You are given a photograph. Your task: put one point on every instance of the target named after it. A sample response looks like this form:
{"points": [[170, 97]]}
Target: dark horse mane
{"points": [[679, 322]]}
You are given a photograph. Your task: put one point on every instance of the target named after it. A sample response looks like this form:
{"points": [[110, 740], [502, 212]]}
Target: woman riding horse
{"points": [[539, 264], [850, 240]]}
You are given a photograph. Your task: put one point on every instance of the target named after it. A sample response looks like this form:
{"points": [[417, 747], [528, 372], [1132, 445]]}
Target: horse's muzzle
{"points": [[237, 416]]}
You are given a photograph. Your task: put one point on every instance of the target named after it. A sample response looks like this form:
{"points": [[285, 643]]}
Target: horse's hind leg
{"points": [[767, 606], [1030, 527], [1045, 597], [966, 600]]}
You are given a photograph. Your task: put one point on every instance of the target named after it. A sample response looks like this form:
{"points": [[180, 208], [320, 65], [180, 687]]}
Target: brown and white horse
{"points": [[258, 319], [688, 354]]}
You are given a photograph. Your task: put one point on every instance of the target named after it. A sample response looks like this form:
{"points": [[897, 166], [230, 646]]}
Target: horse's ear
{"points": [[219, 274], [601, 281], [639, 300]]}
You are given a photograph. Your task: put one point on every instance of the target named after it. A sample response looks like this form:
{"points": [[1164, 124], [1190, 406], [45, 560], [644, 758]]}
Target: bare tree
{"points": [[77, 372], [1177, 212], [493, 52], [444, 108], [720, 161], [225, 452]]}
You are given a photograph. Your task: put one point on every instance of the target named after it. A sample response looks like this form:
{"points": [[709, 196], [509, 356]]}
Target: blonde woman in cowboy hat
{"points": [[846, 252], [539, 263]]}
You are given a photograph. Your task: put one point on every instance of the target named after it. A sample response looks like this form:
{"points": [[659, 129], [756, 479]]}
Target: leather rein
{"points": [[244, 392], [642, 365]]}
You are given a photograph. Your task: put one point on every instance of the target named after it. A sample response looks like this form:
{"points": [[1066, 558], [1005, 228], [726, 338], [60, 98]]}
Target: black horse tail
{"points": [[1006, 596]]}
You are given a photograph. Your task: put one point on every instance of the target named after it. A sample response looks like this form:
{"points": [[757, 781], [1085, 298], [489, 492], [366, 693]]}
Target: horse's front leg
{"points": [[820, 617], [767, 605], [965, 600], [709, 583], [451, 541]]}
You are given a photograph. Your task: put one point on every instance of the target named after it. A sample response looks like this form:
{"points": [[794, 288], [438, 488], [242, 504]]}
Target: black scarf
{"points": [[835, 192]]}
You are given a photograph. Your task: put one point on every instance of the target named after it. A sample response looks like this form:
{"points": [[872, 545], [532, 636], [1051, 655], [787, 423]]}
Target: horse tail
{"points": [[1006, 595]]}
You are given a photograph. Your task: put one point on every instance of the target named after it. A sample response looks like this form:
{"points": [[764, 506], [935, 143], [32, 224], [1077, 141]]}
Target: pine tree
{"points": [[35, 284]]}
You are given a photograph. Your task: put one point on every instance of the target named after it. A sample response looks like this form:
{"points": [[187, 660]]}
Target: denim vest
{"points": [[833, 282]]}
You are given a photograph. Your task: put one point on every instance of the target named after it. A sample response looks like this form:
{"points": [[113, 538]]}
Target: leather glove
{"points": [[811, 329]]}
========
AIM — Show the data once more, exactly as it was written.

IN RESPONSE —
You are given a photograph. Your task: put one point on every instance of the target named after it. A sample response looks like this form:
{"points": [[170, 97]]}
Target: dark horse mane
{"points": [[679, 322]]}
You are given a photograph. Your task: put one point on every instance of the target named after it. A sample response looks like this form:
{"points": [[110, 740], [502, 212]]}
Target: woman riding horse
{"points": [[539, 264], [850, 240]]}
You are given a photograph. Your task: put one point on every instance of the target named after it. A sample response looks like this form:
{"points": [[417, 747], [528, 372], [1132, 445]]}
Target: horse's muzzle
{"points": [[237, 416]]}
You are given a photograph. Your task: put one point on every instance of the target named after it. A sample response looks like this form:
{"points": [[285, 643]]}
Target: horse's hind leg
{"points": [[767, 606], [1030, 527], [1045, 597], [966, 600]]}
You are given a photograph. Your task: put one point on every instance of the target named after it. A sample response looks like this form:
{"points": [[180, 208], [320, 65], [180, 687]]}
Target: brown and white horse
{"points": [[258, 319], [688, 354]]}
You are given a photograph. Your task: put one point on every instance of the target named after it. A sample response looks like this form:
{"points": [[897, 166], [230, 646]]}
Target: horse's ear
{"points": [[219, 274], [601, 281], [639, 300]]}
You are given a photograph. Your task: put one point on every instance of the target named after it. A sample response looks like this form:
{"points": [[1164, 124], [1190, 406], [45, 560], [644, 758]]}
Target: bare tree
{"points": [[77, 372], [1177, 212], [493, 52], [444, 108], [720, 161], [225, 452]]}
You are given a photograph. Your task: put one point on every instance of the target named after it. A sample response looks like this form:
{"points": [[709, 196], [509, 356]]}
Target: blonde woman in cowboy hat
{"points": [[846, 252], [539, 263]]}
You are given a photograph. Your task: put one point on every instance of the target named after it. A sample response looks like this form:
{"points": [[659, 129], [756, 479]]}
Target: leather rein
{"points": [[244, 392], [642, 365]]}
You are given a photograph. Your task: put one point on every instance of the target named after it. A sample response looks like this form:
{"points": [[1066, 558], [1005, 228], [726, 338], [60, 98]]}
Target: black horse tail
{"points": [[1006, 596]]}
You are given a photograph. Your task: put one point on every instance of the target named after it. A sample response looks like this form:
{"points": [[757, 781], [1085, 298], [489, 492], [366, 693]]}
Target: horse's front leg
{"points": [[820, 617], [767, 605], [965, 600], [709, 583], [451, 541]]}
You are given a photograph. Your task: put one point on every instance of the target named after it. A sample response looks like this form:
{"points": [[794, 288], [438, 488], [242, 504]]}
Target: black scarf
{"points": [[835, 192]]}
You are given a photograph. Your task: put one point on every instance of the target named after it. A sample response looks like this form:
{"points": [[872, 545], [532, 636], [1051, 655], [787, 423]]}
Target: horse tail
{"points": [[1006, 595]]}
You are given a photograph. Your task: put one point on every instance of the target named after it. A sample response looks like this form:
{"points": [[764, 506], [935, 143], [32, 224], [1077, 141]]}
Target: pine tree
{"points": [[35, 284]]}
You are given a photograph. Your task: put one point on every instance of the target named after it. A sample response looks like this form:
{"points": [[187, 660]]}
Target: denim vest
{"points": [[833, 282]]}
You are given a photograph. Your task: put one point on every instance of the target named after it. A sample response looks like this form:
{"points": [[113, 538]]}
Target: leather glove
{"points": [[811, 329]]}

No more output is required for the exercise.